### Document passage
Beyond the battlefield, the management of enormous amounts of data related to logistic support is an increasingly important and demanding requirement. There is often too much administrative overhead associated with ensuring that equipment and supplies are on hand. Information technology programs offer the means to significantly reduce overhead and enhance efficiency by accounting for supplies via automated sensor and computer links. We are applying advanced computer software and systems and communication technology to the task of rapidly sorting through large quantities of data and presenting logistic specialists with information in ways that permit efficient operations and reduced errors. Technology is also needed to help ensure that no enemy can disrupt the information systems on which we depend.

### Task objective
Reproduce the passage on logistics data management word for word, starting with "Beyond the battlefield, the" and going on through "which we depend.". The records on this page are not needed for any of the work here.

### Raw data

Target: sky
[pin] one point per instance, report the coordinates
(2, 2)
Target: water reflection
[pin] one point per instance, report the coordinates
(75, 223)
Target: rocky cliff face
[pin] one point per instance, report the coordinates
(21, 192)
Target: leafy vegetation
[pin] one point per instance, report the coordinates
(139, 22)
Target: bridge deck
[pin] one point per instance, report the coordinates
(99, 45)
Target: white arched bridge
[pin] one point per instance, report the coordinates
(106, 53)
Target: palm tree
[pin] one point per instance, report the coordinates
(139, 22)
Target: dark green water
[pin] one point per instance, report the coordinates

### Task response
Beyond the battlefield, the management of enormous amounts of data related to logistic support is an increasingly important and demanding requirement. There is often too much administrative overhead associated with ensuring that equipment and supplies are on hand. Information technology programs offer the means to significantly reduce overhead and enhance efficiency by accounting for supplies via automated sensor and computer links. We are applying advanced computer software and systems and communication technology to the task of rapidly sorting through large quantities of data and presenting logistic specialists with information in ways that permit efficient operations and reduced errors. Technology is also needed to help ensure that no enemy can disrupt the information systems on which we depend.